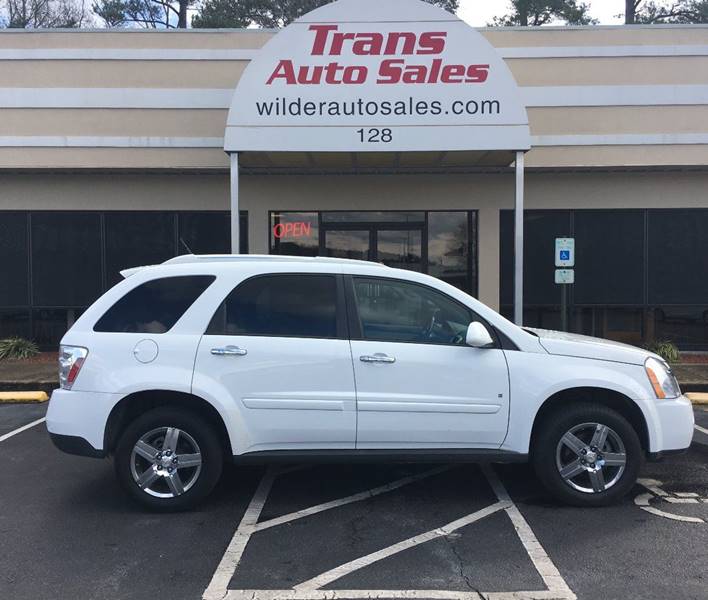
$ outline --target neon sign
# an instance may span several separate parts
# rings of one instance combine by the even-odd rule
[[[312,223],[295,221],[294,223],[278,223],[273,226],[273,237],[282,240],[283,238],[302,238],[312,235]]]

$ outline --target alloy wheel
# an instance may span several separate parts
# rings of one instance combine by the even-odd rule
[[[133,481],[156,498],[187,492],[199,478],[202,453],[195,439],[177,427],[158,427],[140,437],[130,456]]]
[[[602,423],[582,423],[568,430],[556,447],[556,467],[571,488],[599,494],[625,471],[627,451],[620,436]]]

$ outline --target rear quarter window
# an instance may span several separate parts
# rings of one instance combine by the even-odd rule
[[[216,279],[186,275],[153,279],[130,290],[94,325],[97,332],[165,333]]]

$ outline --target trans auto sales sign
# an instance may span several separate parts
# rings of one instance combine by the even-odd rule
[[[246,68],[225,149],[526,150],[516,83],[476,30],[418,0],[340,0]]]

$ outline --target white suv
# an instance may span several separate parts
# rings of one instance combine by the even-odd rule
[[[64,336],[47,428],[112,455],[137,500],[203,499],[224,460],[512,462],[558,498],[619,499],[693,411],[645,350],[522,329],[433,277],[285,256],[182,256],[126,279]]]

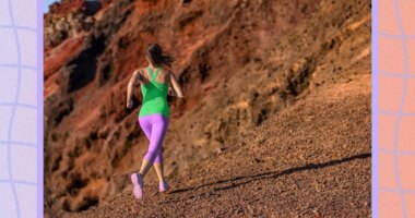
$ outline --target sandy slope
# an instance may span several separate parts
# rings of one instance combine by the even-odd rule
[[[370,158],[347,157],[369,153],[369,0],[106,2],[92,23],[68,15],[84,29],[46,49],[46,216],[94,205],[86,214],[368,215]],[[66,7],[46,23],[66,26]],[[169,99],[164,150],[166,174],[185,191],[149,196],[143,206],[129,195],[129,173],[147,142],[124,95],[154,40],[175,53],[187,94]],[[301,168],[308,164],[325,167]],[[154,173],[146,179],[154,184]],[[209,185],[187,191],[201,184]]]
[[[368,84],[363,74],[317,90],[170,177],[168,194],[147,183],[135,201],[129,185],[74,217],[370,217]]]

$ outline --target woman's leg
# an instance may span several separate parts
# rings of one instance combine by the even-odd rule
[[[143,177],[149,172],[149,169],[153,166],[158,156],[158,161],[163,162],[161,158],[163,140],[166,135],[169,120],[162,114],[151,116],[152,130],[150,136],[149,150],[143,158],[143,164],[141,165],[140,174]],[[162,174],[163,175],[163,174]],[[162,178],[164,179],[164,178]]]

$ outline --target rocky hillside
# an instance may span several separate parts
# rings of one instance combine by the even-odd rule
[[[247,135],[284,111],[297,107],[320,113],[316,107],[329,97],[351,98],[349,109],[370,121],[364,108],[370,104],[370,80],[363,80],[370,76],[370,1],[118,0],[103,2],[94,14],[76,7],[82,2],[71,2],[63,0],[45,15],[45,214],[51,217],[117,201],[129,187],[128,174],[139,169],[147,142],[137,123],[139,108],[124,109],[126,84],[133,69],[145,64],[147,43],[159,43],[178,60],[174,69],[187,97],[169,99],[173,116],[164,155],[170,178],[217,155],[235,154],[240,138],[250,141]],[[355,80],[368,85],[363,86],[366,98],[353,97],[359,90],[347,84]],[[139,88],[135,96],[140,100]],[[322,100],[301,105],[310,96]],[[346,122],[348,114],[339,113],[334,122]],[[277,129],[280,134],[269,136],[292,135],[293,149],[317,137],[316,128],[293,132],[295,125],[284,124],[289,120],[281,121],[285,128]],[[321,125],[331,130],[328,121]],[[367,152],[370,133],[359,138],[358,149]],[[343,157],[342,149],[322,144],[321,149]],[[271,143],[266,149],[288,149],[282,145]],[[246,143],[245,150],[256,146]],[[290,167],[300,165],[297,154],[290,156]],[[236,159],[253,170],[246,173],[254,172],[254,162]],[[360,175],[369,178],[370,165],[361,165]],[[354,173],[348,170],[344,175]],[[194,173],[201,181],[208,177],[201,170]],[[154,178],[151,173],[149,181]],[[367,196],[369,190],[363,198]]]

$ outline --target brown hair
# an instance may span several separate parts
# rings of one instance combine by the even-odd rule
[[[171,68],[175,62],[171,56],[163,53],[163,49],[158,44],[149,44],[147,56],[153,64],[156,65],[165,64]]]

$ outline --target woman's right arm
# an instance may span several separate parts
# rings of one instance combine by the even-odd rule
[[[175,73],[173,73],[171,71],[170,71],[170,84],[177,97],[183,98],[185,96],[183,96],[183,92],[181,90],[180,84],[177,81]]]
[[[135,70],[134,73],[132,74],[130,81],[128,82],[128,85],[127,85],[127,108],[132,108],[132,93],[134,90],[134,87],[135,87],[135,83],[140,78],[140,72],[139,70]]]

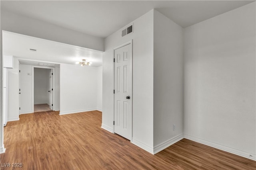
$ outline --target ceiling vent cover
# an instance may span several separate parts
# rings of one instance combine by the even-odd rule
[[[29,50],[31,51],[36,51],[36,49],[29,49]]]
[[[125,29],[122,31],[122,36],[124,37],[127,34],[133,32],[133,28],[132,25],[127,27]]]

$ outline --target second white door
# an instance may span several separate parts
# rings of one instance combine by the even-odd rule
[[[114,132],[131,140],[132,136],[132,44],[114,50]]]
[[[53,87],[52,87],[52,69],[51,69],[51,71],[50,72],[49,75],[50,78],[50,90],[49,90],[49,104],[50,104],[50,108],[52,110],[53,109],[53,104],[52,104],[52,93]]]

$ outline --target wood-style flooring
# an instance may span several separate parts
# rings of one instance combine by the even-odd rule
[[[47,104],[38,104],[34,105],[34,113],[51,111],[52,110]]]
[[[255,170],[256,161],[183,139],[153,155],[100,128],[102,113],[20,115],[4,128],[1,169]],[[22,168],[4,164],[22,163]]]

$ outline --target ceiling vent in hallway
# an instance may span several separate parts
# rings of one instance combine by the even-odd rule
[[[34,51],[34,52],[36,51],[36,49],[29,49],[29,51]]]
[[[122,31],[122,36],[124,37],[124,35],[126,35],[127,34],[129,34],[130,33],[133,32],[133,25],[127,27],[125,29]]]

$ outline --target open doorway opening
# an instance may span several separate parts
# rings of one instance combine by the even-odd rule
[[[52,111],[53,69],[34,67],[34,113]]]

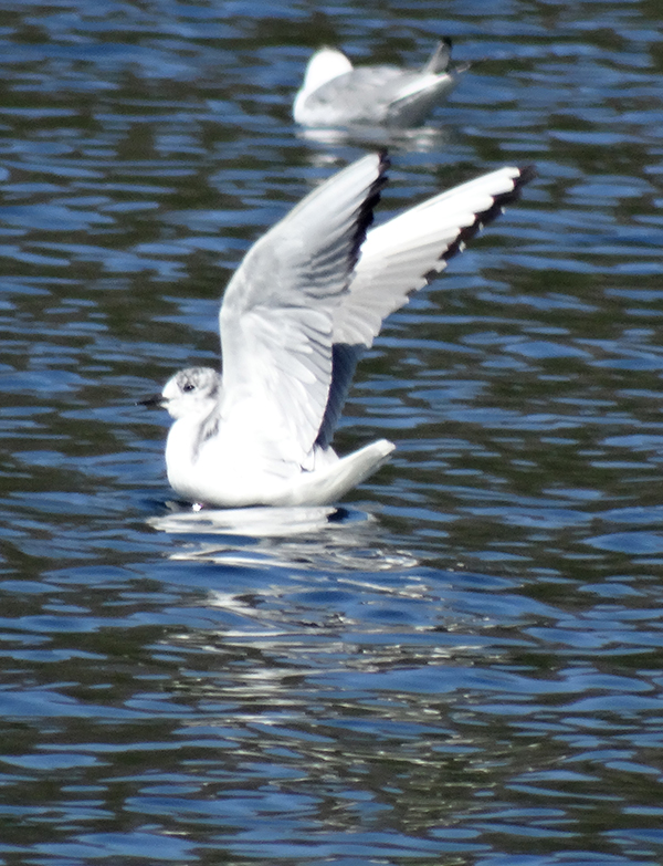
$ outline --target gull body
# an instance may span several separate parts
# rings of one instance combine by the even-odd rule
[[[382,321],[514,200],[502,168],[367,228],[386,182],[371,154],[311,192],[246,253],[221,304],[222,372],[189,367],[152,401],[175,419],[172,488],[221,508],[325,505],[375,472],[386,439],[338,457],[332,438]]]
[[[451,40],[441,40],[421,70],[352,66],[337,49],[323,48],[308,61],[293,105],[304,126],[354,124],[419,126],[455,87],[467,66],[451,67]]]

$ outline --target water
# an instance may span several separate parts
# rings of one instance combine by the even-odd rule
[[[3,4],[2,863],[661,862],[659,12]],[[339,450],[394,459],[333,520],[172,512],[135,400],[378,143],[297,134],[309,51],[442,34],[486,60],[381,213],[539,179],[361,365]]]

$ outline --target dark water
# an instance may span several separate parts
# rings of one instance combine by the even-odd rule
[[[485,60],[381,212],[539,178],[360,367],[339,449],[393,461],[333,522],[170,514],[135,400],[377,143],[297,134],[309,50],[441,34]],[[660,863],[660,3],[8,0],[0,41],[1,862]]]

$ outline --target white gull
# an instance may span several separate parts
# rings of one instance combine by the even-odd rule
[[[467,69],[467,64],[453,69],[450,61],[450,39],[438,43],[421,70],[355,67],[341,51],[319,49],[306,66],[293,116],[304,126],[419,126]]]
[[[311,192],[246,253],[221,305],[222,373],[190,367],[159,397],[175,424],[168,480],[217,505],[325,505],[375,472],[386,439],[339,458],[332,438],[361,354],[389,313],[513,201],[533,169],[501,168],[367,232],[388,160]]]

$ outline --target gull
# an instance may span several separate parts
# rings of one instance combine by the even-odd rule
[[[355,69],[341,51],[322,48],[308,61],[293,116],[304,126],[418,126],[467,69],[467,64],[452,69],[450,61],[450,39],[440,40],[421,70]]]
[[[189,367],[158,397],[175,419],[168,480],[198,505],[327,505],[381,467],[386,439],[338,457],[332,438],[382,321],[517,198],[505,167],[367,231],[386,184],[369,154],[314,189],[249,250],[219,315],[222,372]]]

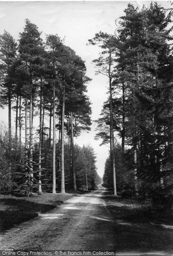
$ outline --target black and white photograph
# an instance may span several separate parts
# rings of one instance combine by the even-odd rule
[[[173,2],[0,1],[0,255],[173,255]]]

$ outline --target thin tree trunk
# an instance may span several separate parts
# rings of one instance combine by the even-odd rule
[[[26,170],[27,169],[28,165],[28,109],[27,99],[26,96],[25,97],[25,158]]]
[[[137,168],[137,149],[136,149],[136,143],[135,141],[136,138],[133,137],[133,163],[134,165],[134,173],[135,175],[135,191],[136,195],[138,195],[138,184],[137,184],[137,177],[136,176]]]
[[[29,171],[30,171],[30,187],[32,188],[33,183],[33,126],[32,126],[32,95],[31,93],[29,108]]]
[[[110,56],[111,57],[111,56]],[[112,135],[112,163],[113,163],[113,183],[114,189],[114,195],[117,195],[116,191],[116,175],[115,175],[115,144],[114,144],[114,134],[113,131],[113,113],[112,113],[112,79],[110,78],[110,63],[109,66],[109,77],[110,77],[110,121],[111,125],[111,135]]]
[[[61,122],[62,122],[62,120],[61,120],[61,116],[62,116],[62,115],[60,114],[60,116],[59,116],[59,138],[58,138],[58,146],[59,146],[59,172],[61,171],[61,130],[60,128],[60,127],[61,127]]]
[[[21,146],[22,144],[21,140],[21,95],[19,97],[19,148],[21,149]]]
[[[9,158],[10,160],[11,158],[12,153],[12,114],[11,114],[11,88],[9,86],[9,87],[8,92],[8,101],[9,101]]]
[[[49,114],[49,149],[50,150],[51,145],[51,129],[52,129],[52,101],[50,103],[50,114]]]
[[[86,169],[86,191],[88,191],[88,178],[87,177],[87,169]]]
[[[43,118],[42,118],[42,128],[41,131],[41,148],[43,148],[43,141],[44,134],[44,99],[43,99]]]
[[[17,95],[16,102],[16,123],[15,123],[15,140],[16,141],[17,140],[17,119],[18,119],[18,105],[19,104],[19,96]]]
[[[63,194],[65,192],[65,177],[64,177],[64,111],[65,111],[65,84],[63,84],[63,107],[62,109],[62,123],[61,123],[61,192]]]
[[[52,129],[52,99],[50,107],[50,113],[49,113],[49,162],[48,162],[48,174],[49,175],[50,170],[50,164],[51,161],[51,129]]]
[[[122,143],[121,143],[121,150],[122,153],[124,154],[124,145],[125,145],[125,93],[124,93],[124,84],[123,83],[122,84],[123,90],[123,113],[122,117]]]
[[[72,146],[72,171],[73,177],[73,187],[75,191],[76,191],[76,173],[75,171],[75,152],[74,149],[74,137],[73,137],[73,113],[71,112],[71,141]]]
[[[53,186],[52,194],[56,194],[56,166],[55,166],[55,84],[54,82],[53,96]]]
[[[38,159],[38,191],[42,192],[41,189],[41,128],[42,128],[42,81],[40,86],[40,130],[39,130],[39,156]]]

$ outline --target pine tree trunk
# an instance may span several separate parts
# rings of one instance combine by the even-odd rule
[[[88,178],[87,177],[87,169],[86,169],[86,191],[88,191]]]
[[[9,158],[10,160],[12,154],[12,103],[11,103],[11,92],[10,86],[9,87],[8,91],[8,104],[9,104]]]
[[[27,171],[28,162],[28,109],[27,109],[27,99],[26,96],[25,97],[25,163],[26,171]]]
[[[33,183],[33,127],[32,127],[32,95],[31,93],[29,108],[29,171],[30,176],[30,187],[32,188]]]
[[[65,178],[64,178],[64,112],[65,112],[65,84],[63,84],[63,106],[62,109],[62,123],[61,123],[61,192],[63,194],[65,192]]]
[[[53,186],[52,194],[56,194],[56,135],[55,135],[55,84],[54,82],[53,96]]]
[[[123,83],[122,84],[122,90],[123,90],[123,113],[122,117],[122,143],[121,143],[121,150],[122,154],[124,154],[124,146],[125,146],[125,93],[124,93],[124,84]]]
[[[114,134],[113,131],[113,113],[112,113],[112,83],[111,79],[110,79],[110,121],[111,125],[111,135],[112,135],[112,163],[113,163],[113,183],[114,189],[114,195],[117,195],[116,191],[116,175],[115,175],[115,144],[114,144]]]
[[[19,104],[19,96],[17,95],[16,102],[16,122],[15,131],[15,140],[17,140],[17,121],[18,121],[18,105]]]
[[[112,180],[112,172],[113,170],[113,161],[112,161],[112,129],[111,125],[110,125],[110,164],[111,166],[111,169],[109,171],[109,177],[108,178],[107,184],[110,185],[110,183],[108,182],[108,180]]]
[[[44,134],[44,97],[43,99],[43,118],[42,118],[42,128],[41,131],[41,148],[43,148],[43,141]]]
[[[52,129],[52,99],[50,107],[49,113],[49,162],[48,162],[48,174],[49,175],[50,164],[51,161],[51,129]]]
[[[73,187],[75,191],[76,191],[76,174],[75,171],[75,152],[74,149],[74,137],[73,137],[73,113],[71,112],[71,141],[72,147],[72,171],[73,177]]]
[[[22,144],[21,140],[21,130],[22,130],[22,124],[21,124],[21,95],[19,97],[19,148],[20,150],[21,149],[21,146]]]
[[[52,101],[50,103],[50,114],[49,114],[49,149],[50,153],[50,148],[51,146],[51,129],[52,129]]]
[[[61,127],[61,123],[62,123],[62,115],[60,114],[59,116],[59,138],[58,138],[58,146],[59,146],[59,172],[61,171],[61,130],[60,128],[60,127]]]
[[[133,163],[134,165],[134,173],[135,176],[135,191],[136,195],[138,195],[138,184],[137,184],[137,177],[136,176],[136,163],[137,163],[137,149],[136,149],[136,138],[133,137]]]
[[[39,155],[38,159],[38,191],[42,192],[41,189],[41,128],[42,128],[42,86],[40,86],[40,130],[39,130]]]

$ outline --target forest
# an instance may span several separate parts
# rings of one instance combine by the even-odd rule
[[[129,3],[115,35],[100,31],[88,40],[101,50],[93,63],[109,84],[95,139],[110,145],[103,181],[115,196],[163,202],[172,192],[172,11]],[[28,19],[18,43],[8,32],[0,35],[0,103],[9,110],[8,127],[1,127],[0,192],[94,189],[101,179],[93,149],[74,143],[90,129],[91,79],[64,38],[41,36]]]
[[[8,127],[0,129],[1,194],[65,193],[101,183],[92,146],[74,143],[91,124],[84,61],[57,35],[44,42],[41,35],[26,19],[18,43],[6,31],[0,37],[0,107],[8,109]]]
[[[96,121],[95,139],[110,145],[104,183],[115,195],[164,204],[173,187],[172,9],[129,3],[124,13],[115,35],[89,40],[101,49],[93,62],[109,84]]]

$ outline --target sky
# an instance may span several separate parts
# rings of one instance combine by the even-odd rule
[[[162,6],[169,6],[166,1],[157,1]],[[46,35],[57,34],[65,37],[65,44],[73,49],[85,61],[86,75],[92,79],[87,86],[88,95],[92,103],[92,119],[100,117],[104,102],[108,97],[107,78],[95,75],[96,69],[92,61],[98,56],[98,47],[87,46],[88,40],[100,31],[114,34],[117,28],[115,21],[123,15],[124,10],[130,2],[141,8],[147,1],[1,1],[0,2],[0,34],[4,29],[16,40],[22,32],[25,20],[36,24],[42,37]],[[7,122],[7,110],[0,110],[0,122]],[[14,115],[12,117],[14,124]],[[109,145],[99,146],[101,140],[95,140],[96,125],[93,122],[91,131],[83,132],[75,142],[82,146],[89,143],[96,156],[97,172],[101,177],[104,172],[104,163],[108,156]]]

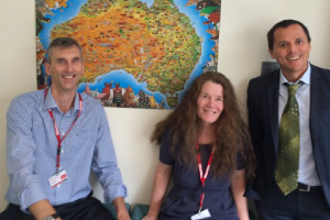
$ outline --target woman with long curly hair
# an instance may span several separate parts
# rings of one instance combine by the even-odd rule
[[[224,75],[196,78],[178,107],[156,125],[151,141],[161,145],[160,162],[143,220],[249,219],[243,194],[254,155]],[[174,186],[163,202],[170,177]]]

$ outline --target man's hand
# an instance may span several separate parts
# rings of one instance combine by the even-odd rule
[[[29,207],[29,210],[36,220],[44,220],[46,216],[56,213],[56,210],[53,208],[51,202],[47,199],[40,200]],[[57,218],[56,220],[61,220]]]

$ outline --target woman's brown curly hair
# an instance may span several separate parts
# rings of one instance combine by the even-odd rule
[[[215,177],[232,173],[237,169],[237,158],[240,154],[245,164],[246,177],[250,178],[254,173],[254,154],[249,129],[241,117],[234,89],[223,74],[205,73],[197,77],[178,107],[156,124],[151,141],[161,144],[165,130],[168,130],[173,143],[172,154],[174,155],[174,148],[178,147],[178,154],[174,156],[178,156],[188,167],[196,167],[194,143],[202,123],[197,114],[197,98],[206,81],[223,87],[223,111],[215,122],[216,151],[211,172]]]

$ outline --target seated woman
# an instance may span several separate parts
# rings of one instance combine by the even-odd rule
[[[249,219],[243,194],[254,155],[226,76],[199,76],[151,140],[161,144],[160,162],[143,220]],[[174,187],[163,202],[172,176]]]

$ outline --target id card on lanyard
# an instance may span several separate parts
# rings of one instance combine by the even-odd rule
[[[209,175],[209,170],[211,167],[211,163],[213,161],[213,154],[215,154],[215,146],[212,147],[212,152],[210,154],[209,161],[208,161],[208,165],[206,167],[205,173],[202,172],[202,165],[201,165],[201,160],[200,160],[200,151],[199,151],[199,145],[197,142],[195,142],[195,148],[196,148],[196,157],[197,157],[197,163],[198,163],[198,172],[199,172],[199,179],[201,183],[201,194],[200,194],[200,202],[199,202],[199,210],[198,213],[190,217],[191,220],[198,220],[198,219],[206,219],[211,217],[210,212],[208,209],[205,209],[201,211],[202,209],[202,204],[204,204],[204,199],[205,199],[205,180],[207,179],[208,175]]]
[[[45,90],[45,99],[47,97],[47,92],[48,92],[48,89]],[[50,177],[50,179],[48,179],[50,185],[51,185],[52,188],[55,187],[55,186],[57,186],[57,185],[59,185],[59,184],[62,184],[64,180],[67,179],[66,170],[61,170],[61,166],[59,166],[59,162],[61,162],[61,143],[67,136],[67,134],[72,131],[72,129],[74,128],[75,123],[77,122],[78,118],[81,114],[82,98],[81,98],[80,94],[78,94],[78,96],[79,96],[79,112],[78,112],[76,119],[73,121],[70,128],[67,130],[67,132],[62,138],[61,138],[61,134],[59,134],[59,131],[58,131],[58,128],[57,128],[57,124],[56,124],[53,111],[52,111],[52,109],[48,109],[48,113],[50,113],[50,116],[51,116],[51,118],[53,120],[55,135],[56,135],[56,139],[57,139],[56,174],[54,176]]]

* Problem details
Quote every line above, from the one containing "--target dark water" through the one containing "[[[173,2],[0,1],[0,255],[173,255]]]", including both ends. Leave the pictures out.

* Reply to the task
$ outline --target dark water
# an instance may span several separate parts
# rings of one instance combine by the even-odd rule
[[[485,60],[381,212],[539,178],[360,367],[339,449],[393,461],[333,522],[170,514],[135,400],[377,143],[297,134],[309,50],[441,34]],[[660,863],[660,3],[8,0],[0,41],[1,862]]]

$ outline --target white gull
# an instance may span several separate parts
# rings of one instance combine by the even-odd rule
[[[467,69],[467,64],[453,69],[450,61],[450,39],[438,43],[421,70],[355,67],[341,51],[319,49],[306,66],[293,116],[304,126],[419,126]]]
[[[311,192],[246,253],[221,305],[222,373],[190,367],[159,397],[175,424],[168,480],[217,505],[325,505],[375,472],[386,439],[339,458],[332,438],[361,354],[389,313],[513,201],[533,169],[501,168],[367,232],[388,160]]]

$ outline --target gull
# an instance may span several separate parts
# rings of one instance combine by the even-odd rule
[[[355,69],[341,51],[322,48],[308,61],[293,116],[304,126],[418,126],[467,69],[467,64],[452,69],[450,61],[450,39],[440,40],[421,70]]]
[[[189,367],[158,397],[175,419],[168,480],[198,505],[327,505],[381,467],[386,439],[338,457],[332,438],[382,321],[517,198],[505,167],[367,231],[386,184],[369,154],[314,189],[249,250],[219,315],[222,372]]]

$ outline --target black and white photograph
# an instance may span several separate parts
# rings of one instance combine by the even-odd rule
[[[173,2],[0,1],[0,255],[173,255]]]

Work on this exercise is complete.